Dataset entries:

= = =

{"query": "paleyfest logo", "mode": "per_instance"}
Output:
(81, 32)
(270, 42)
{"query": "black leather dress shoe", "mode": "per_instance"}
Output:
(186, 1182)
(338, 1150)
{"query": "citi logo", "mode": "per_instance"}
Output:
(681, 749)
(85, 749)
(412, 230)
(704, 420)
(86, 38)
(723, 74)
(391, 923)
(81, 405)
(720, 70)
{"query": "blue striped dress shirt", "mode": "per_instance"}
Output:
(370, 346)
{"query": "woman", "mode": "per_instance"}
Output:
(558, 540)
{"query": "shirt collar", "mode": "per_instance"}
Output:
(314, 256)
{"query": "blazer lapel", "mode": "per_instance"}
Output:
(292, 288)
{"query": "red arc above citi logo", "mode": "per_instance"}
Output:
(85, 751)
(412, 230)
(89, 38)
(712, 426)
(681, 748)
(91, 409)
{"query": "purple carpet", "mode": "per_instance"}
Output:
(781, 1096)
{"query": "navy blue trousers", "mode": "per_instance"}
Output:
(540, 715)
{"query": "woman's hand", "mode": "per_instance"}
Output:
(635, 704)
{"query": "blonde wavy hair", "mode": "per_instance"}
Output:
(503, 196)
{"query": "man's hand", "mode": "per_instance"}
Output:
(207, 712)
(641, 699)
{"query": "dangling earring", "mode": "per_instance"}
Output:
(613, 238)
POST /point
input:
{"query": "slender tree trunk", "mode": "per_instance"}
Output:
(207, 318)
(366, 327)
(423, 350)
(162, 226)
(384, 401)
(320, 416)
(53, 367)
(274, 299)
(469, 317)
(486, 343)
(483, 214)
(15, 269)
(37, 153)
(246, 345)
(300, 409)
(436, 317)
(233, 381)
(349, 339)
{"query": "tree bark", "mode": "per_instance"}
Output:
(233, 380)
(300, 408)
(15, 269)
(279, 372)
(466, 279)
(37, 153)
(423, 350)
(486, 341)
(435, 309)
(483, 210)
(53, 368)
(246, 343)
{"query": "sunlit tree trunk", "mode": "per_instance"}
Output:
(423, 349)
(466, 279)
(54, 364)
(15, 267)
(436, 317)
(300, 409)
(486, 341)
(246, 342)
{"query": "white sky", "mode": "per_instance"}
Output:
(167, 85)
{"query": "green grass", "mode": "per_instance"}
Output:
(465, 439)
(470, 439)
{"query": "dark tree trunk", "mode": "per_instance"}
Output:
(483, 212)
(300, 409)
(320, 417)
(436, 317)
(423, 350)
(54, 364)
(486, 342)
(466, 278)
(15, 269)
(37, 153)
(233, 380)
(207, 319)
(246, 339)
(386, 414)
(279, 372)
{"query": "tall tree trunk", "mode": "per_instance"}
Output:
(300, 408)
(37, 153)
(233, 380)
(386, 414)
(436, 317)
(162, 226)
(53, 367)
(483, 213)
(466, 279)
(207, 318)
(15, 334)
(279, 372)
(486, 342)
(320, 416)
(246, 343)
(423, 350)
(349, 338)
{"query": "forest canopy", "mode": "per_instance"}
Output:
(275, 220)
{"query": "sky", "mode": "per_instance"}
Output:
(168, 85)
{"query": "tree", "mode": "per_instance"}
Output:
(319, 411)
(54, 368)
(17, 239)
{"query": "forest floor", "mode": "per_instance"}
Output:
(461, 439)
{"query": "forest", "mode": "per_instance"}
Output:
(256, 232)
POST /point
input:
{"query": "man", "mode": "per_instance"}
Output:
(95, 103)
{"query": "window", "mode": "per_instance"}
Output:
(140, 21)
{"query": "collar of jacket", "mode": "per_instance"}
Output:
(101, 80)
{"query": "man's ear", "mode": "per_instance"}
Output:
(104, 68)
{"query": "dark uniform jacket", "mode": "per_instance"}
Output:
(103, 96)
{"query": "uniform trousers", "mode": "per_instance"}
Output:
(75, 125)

= = =

- [Problem to solve] Write all the data out again, word for word.

- [Reply]
{"query": "paleyfest logo", "mode": "per_instance"}
Output:
(81, 32)
(270, 42)
{"query": "black leather dress shoe", "mode": "per_instance"}
Output:
(186, 1182)
(338, 1150)
{"query": "citi logo", "mode": "per_instance"}
Output:
(681, 749)
(85, 749)
(412, 230)
(704, 420)
(86, 38)
(723, 74)
(391, 923)
(81, 405)
(720, 70)
{"query": "blue striped dress shirt", "mode": "per_instance"}
Output:
(370, 346)
{"query": "woman", "mode": "per_instance"}
Output:
(558, 540)
{"query": "shirt collar", "mode": "per_instance"}
Output:
(314, 256)
{"query": "blazer lapel", "mode": "per_instance"}
Output:
(292, 288)
{"query": "red arc above citi logo", "mode": "per_instance"}
Output:
(85, 751)
(412, 230)
(89, 38)
(712, 426)
(681, 748)
(91, 409)
{"query": "purple carpet", "mode": "per_instance"}
Output:
(781, 1096)
{"query": "navy blue trousers", "mode": "per_instance"}
Output:
(540, 715)
{"query": "woman's hand", "mode": "per_instance"}
Output:
(635, 704)
{"query": "blonde wavy hair", "mode": "per_instance"}
Output:
(503, 196)
{"query": "man's hand", "mode": "per_instance"}
Output:
(207, 712)
(641, 699)
{"query": "dangling earring", "mode": "per_instance"}
Output:
(613, 238)
POST /point
input:
{"query": "slender tree trunk", "mode": "per_instance"}
Output:
(207, 318)
(366, 327)
(423, 350)
(162, 226)
(384, 401)
(320, 416)
(53, 367)
(274, 299)
(469, 317)
(486, 343)
(483, 214)
(15, 269)
(37, 153)
(246, 345)
(300, 409)
(436, 317)
(233, 381)
(349, 339)
{"query": "tree bark", "mode": "per_instance"}
Output:
(233, 380)
(300, 408)
(15, 269)
(279, 372)
(466, 279)
(37, 153)
(423, 350)
(486, 341)
(435, 309)
(483, 210)
(53, 368)
(246, 343)
{"query": "sunlit tree trunk", "mode": "per_instance"}
Output:
(423, 349)
(466, 279)
(54, 364)
(15, 267)
(436, 317)
(300, 409)
(486, 341)
(246, 342)
{"query": "white sky", "mode": "per_instance"}
Output:
(167, 85)
{"query": "green grass", "mode": "per_instance"}
Output:
(465, 439)
(470, 439)
{"query": "dark tree trunk", "mode": "per_instance"}
Output:
(483, 212)
(300, 409)
(320, 417)
(436, 317)
(423, 350)
(54, 364)
(486, 342)
(466, 278)
(15, 269)
(37, 153)
(233, 380)
(207, 319)
(246, 339)
(386, 414)
(279, 372)
{"query": "tall tree trunk", "mode": "per_instance"}
Output:
(300, 408)
(37, 153)
(233, 380)
(386, 414)
(436, 317)
(162, 226)
(53, 367)
(483, 213)
(466, 279)
(207, 318)
(15, 334)
(279, 372)
(486, 342)
(320, 416)
(246, 343)
(423, 350)
(349, 338)
{"query": "forest canopy", "mode": "per_instance"}
Output:
(275, 220)
{"query": "sky", "mode": "per_instance"}
Output:
(168, 85)
{"query": "tree", "mode": "per_instance"}
Output:
(319, 411)
(54, 368)
(17, 239)
{"query": "forest floor", "mode": "per_instance"}
Output:
(461, 439)
{"query": "forest", "mode": "per_instance"}
Output:
(256, 232)
POST /point
input:
{"query": "man", "mode": "per_instance"}
Output:
(95, 103)
{"query": "window", "mode": "per_instance"}
Output:
(140, 21)
{"query": "collar of jacket", "mode": "per_instance"}
Output:
(101, 80)
{"query": "man's ear", "mode": "per_instance"}
Output:
(104, 68)
{"query": "dark uniform jacket", "mode": "per_instance"}
Output:
(103, 96)
{"query": "uniform trousers", "mode": "per_instance"}
Output:
(75, 125)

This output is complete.